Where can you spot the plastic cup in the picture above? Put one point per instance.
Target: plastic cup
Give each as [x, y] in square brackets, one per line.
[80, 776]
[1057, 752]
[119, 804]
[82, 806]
________________________
▶ [What is needed]:
Copy the data above line for line, with nothing changed.

▶ [Result of this task]:
Where can you spot the plastic cup in the picture above? Put one point per instance.
Target: plastic cup
Give each as [x, y] in square brackets, one per line.
[80, 776]
[1057, 752]
[119, 804]
[82, 806]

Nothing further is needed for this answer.